» Problem description:
Starting at the line that contains "Could you mark the region of every instance of the **outdoor" and ending at the line that contains "244), (494, 248)]]", arrange those lines of the items below as a numbered list, omitting any blank lines.
**** Given information ****
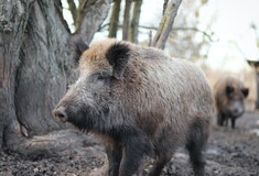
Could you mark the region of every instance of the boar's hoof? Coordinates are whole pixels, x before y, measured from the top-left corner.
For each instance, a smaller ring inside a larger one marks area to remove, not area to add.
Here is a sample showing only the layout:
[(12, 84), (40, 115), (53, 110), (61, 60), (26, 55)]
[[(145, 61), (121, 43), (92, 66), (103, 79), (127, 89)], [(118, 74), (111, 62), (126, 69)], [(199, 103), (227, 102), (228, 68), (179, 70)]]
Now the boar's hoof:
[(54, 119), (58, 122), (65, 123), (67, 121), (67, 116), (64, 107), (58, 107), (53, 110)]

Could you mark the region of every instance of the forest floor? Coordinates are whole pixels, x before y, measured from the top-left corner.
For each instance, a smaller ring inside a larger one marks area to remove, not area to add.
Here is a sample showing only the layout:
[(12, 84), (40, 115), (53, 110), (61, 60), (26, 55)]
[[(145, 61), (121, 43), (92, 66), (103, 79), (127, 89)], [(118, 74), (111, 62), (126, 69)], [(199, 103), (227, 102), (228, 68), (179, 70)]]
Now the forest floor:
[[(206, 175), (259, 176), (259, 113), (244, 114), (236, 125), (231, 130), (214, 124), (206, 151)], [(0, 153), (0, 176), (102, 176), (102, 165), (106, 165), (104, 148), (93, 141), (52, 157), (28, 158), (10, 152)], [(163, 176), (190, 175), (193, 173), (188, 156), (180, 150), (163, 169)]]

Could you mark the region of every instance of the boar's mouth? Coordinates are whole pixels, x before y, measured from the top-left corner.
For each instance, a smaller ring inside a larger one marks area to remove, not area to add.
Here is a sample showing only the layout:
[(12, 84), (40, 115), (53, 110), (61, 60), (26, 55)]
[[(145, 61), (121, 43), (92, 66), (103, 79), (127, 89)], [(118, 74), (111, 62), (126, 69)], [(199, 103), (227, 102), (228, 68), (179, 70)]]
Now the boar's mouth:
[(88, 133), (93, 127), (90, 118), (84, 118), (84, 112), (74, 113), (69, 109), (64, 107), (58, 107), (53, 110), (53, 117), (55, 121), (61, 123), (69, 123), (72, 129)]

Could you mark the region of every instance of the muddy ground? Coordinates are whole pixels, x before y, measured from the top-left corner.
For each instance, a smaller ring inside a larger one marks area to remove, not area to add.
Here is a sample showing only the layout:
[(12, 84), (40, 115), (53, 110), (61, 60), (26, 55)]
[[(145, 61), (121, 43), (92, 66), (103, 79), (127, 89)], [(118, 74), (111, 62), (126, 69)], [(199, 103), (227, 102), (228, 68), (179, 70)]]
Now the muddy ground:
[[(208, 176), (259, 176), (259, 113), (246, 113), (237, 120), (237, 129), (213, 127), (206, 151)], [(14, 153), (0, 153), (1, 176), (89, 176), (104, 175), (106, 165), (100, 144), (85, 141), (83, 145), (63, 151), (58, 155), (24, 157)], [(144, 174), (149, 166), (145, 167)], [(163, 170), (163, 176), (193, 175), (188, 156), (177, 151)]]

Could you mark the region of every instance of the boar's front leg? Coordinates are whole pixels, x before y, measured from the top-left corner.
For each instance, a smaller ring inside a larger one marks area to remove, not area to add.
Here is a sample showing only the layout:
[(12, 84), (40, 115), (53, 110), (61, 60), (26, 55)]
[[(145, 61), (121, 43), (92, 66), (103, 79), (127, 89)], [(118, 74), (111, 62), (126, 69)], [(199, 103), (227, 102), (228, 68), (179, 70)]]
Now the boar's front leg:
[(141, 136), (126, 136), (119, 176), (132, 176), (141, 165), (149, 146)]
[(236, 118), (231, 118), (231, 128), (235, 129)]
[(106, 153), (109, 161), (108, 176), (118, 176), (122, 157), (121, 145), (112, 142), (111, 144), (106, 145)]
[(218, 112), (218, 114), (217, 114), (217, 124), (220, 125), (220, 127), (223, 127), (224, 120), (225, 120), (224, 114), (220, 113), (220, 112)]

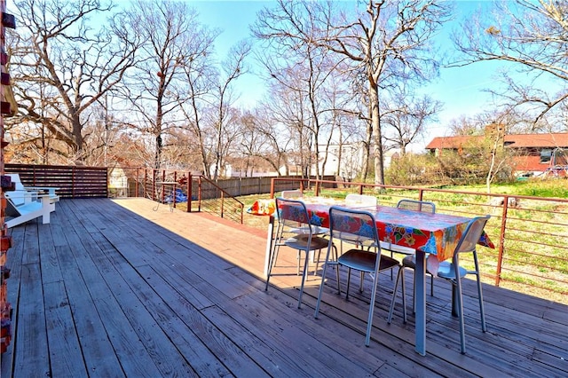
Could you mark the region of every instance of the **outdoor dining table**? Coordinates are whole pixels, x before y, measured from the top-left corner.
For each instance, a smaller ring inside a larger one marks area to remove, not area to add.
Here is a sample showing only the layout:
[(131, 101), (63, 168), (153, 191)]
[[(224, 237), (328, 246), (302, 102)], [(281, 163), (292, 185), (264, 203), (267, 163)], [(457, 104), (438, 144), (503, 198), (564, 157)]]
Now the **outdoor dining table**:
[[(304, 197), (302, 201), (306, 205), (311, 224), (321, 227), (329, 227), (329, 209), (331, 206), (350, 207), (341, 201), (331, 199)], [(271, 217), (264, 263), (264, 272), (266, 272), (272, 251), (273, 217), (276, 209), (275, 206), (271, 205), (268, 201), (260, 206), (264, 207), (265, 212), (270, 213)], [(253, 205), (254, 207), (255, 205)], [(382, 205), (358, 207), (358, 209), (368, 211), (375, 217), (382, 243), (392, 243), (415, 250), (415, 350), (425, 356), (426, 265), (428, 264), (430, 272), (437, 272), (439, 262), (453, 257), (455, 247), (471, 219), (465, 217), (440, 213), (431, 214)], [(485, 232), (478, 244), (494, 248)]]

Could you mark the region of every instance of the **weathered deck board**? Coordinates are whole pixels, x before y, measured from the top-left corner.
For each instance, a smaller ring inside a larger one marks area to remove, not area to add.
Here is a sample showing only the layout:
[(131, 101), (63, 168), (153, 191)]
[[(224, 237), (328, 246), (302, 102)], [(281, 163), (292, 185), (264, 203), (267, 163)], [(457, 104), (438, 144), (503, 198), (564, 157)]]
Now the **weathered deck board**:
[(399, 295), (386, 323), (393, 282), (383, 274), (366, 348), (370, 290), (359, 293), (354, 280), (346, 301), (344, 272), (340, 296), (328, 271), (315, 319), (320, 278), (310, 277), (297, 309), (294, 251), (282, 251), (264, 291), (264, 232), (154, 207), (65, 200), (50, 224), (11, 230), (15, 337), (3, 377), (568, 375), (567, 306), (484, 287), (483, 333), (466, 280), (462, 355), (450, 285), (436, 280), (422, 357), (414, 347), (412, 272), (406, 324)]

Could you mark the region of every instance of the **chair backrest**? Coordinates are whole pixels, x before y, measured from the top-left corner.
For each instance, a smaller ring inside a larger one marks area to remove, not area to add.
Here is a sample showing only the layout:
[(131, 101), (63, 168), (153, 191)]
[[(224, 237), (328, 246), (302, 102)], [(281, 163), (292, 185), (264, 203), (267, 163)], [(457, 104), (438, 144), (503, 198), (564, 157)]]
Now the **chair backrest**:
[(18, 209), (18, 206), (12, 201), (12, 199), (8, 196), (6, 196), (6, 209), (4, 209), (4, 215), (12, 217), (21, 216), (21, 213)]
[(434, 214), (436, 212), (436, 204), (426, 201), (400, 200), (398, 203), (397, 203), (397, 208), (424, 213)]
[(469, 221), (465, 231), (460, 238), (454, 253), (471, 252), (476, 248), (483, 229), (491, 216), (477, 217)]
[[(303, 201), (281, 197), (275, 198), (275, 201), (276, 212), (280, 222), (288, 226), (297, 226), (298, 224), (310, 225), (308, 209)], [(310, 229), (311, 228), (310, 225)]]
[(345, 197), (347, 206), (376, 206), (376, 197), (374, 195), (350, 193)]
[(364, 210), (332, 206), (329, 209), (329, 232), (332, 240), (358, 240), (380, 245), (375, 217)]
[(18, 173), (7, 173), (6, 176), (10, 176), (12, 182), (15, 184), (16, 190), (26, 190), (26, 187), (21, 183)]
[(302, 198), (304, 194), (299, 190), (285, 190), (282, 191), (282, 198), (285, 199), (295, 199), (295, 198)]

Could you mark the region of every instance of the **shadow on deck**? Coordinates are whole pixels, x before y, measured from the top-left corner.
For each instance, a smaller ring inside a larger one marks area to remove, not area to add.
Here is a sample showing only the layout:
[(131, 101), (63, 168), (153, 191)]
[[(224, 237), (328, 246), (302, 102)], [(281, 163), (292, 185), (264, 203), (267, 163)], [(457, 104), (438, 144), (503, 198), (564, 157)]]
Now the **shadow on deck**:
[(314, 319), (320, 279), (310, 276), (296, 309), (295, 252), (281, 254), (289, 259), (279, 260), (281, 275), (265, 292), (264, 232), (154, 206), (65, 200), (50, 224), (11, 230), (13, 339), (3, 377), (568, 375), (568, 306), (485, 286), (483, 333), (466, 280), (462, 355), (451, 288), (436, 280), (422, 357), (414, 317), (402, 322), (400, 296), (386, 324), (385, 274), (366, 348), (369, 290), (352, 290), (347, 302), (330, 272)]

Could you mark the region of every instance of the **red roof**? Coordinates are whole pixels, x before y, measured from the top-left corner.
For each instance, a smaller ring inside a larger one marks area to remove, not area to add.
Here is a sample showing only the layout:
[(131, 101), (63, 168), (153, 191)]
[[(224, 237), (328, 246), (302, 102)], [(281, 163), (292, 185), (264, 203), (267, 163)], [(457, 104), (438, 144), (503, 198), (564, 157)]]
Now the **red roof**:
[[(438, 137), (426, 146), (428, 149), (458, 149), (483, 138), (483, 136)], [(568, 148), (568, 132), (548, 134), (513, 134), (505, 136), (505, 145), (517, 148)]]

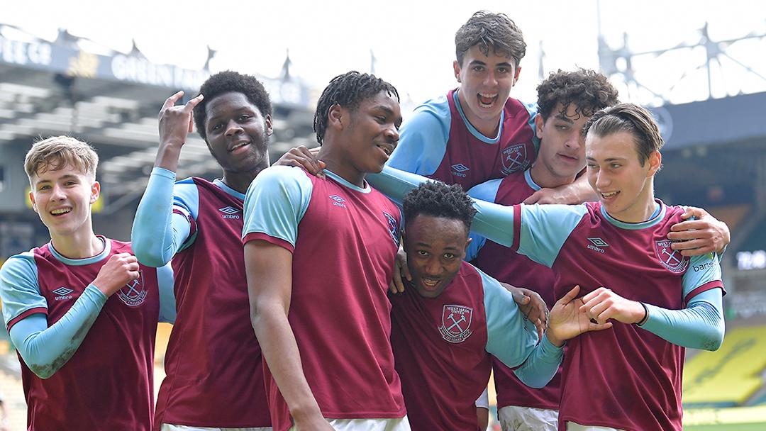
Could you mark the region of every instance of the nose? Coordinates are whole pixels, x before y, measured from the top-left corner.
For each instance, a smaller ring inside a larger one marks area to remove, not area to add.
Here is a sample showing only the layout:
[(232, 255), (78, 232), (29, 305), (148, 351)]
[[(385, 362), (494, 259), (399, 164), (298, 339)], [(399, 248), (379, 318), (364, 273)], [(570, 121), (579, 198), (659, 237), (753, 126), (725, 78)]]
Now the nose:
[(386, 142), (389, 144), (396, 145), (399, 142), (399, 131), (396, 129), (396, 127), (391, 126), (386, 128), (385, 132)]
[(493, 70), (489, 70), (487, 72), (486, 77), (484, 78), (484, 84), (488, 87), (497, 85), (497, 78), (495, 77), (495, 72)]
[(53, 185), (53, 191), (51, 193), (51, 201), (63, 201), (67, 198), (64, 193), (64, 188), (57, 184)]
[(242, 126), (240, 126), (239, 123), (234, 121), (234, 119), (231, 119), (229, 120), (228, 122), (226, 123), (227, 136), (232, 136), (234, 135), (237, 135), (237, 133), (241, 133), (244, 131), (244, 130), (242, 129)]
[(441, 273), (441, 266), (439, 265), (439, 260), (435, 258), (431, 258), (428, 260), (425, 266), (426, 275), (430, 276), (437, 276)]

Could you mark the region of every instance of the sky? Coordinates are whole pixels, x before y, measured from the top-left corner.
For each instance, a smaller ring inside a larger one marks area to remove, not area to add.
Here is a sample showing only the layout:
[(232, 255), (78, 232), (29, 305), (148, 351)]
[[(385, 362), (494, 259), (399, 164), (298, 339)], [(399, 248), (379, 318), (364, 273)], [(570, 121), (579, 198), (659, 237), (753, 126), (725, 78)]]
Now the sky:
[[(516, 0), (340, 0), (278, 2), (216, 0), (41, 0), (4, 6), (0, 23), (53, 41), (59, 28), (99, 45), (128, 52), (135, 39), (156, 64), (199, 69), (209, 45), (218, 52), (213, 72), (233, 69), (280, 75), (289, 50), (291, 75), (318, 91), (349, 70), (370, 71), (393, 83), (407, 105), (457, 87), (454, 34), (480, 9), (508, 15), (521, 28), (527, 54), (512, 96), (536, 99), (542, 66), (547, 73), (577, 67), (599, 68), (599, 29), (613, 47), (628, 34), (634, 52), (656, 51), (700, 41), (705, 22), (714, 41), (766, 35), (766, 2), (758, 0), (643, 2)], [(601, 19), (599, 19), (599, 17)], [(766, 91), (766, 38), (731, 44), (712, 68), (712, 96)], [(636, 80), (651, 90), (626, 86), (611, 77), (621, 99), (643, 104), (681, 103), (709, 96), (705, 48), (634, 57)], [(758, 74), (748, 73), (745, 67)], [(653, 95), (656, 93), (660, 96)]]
****
» Solution to the problem:
1. Could you mark the region of every instance of the **outdoor dining table**? Coordinates are whole pixels, x before y, measured from the top-left corner.
2. For each instance, a smaller ring inside a larger one marks area to remove, not area to add.
3. Here is a sample showing only the layout:
4. [(131, 101), (63, 168), (153, 191)]
5. [[(224, 237), (328, 246), (302, 102)], [(281, 163), (292, 185), (264, 203), (267, 163)], [(457, 104), (438, 144), (503, 198), (564, 157)]]
6. Now the **outdoor dining table**:
7. [[(304, 197), (302, 201), (306, 205), (311, 224), (321, 227), (329, 227), (329, 209), (331, 206), (350, 207), (341, 201), (331, 199)], [(271, 217), (264, 263), (264, 272), (266, 272), (272, 251), (273, 217), (276, 209), (275, 206), (271, 205), (268, 201), (260, 206), (264, 207), (265, 212), (270, 213)], [(253, 205), (254, 207), (255, 205)], [(382, 205), (358, 207), (358, 209), (368, 211), (375, 217), (382, 243), (392, 243), (415, 250), (415, 350), (425, 356), (426, 265), (428, 264), (430, 272), (437, 272), (439, 262), (453, 257), (455, 247), (471, 219), (465, 217), (440, 213), (431, 214)], [(485, 232), (478, 244), (494, 248)]]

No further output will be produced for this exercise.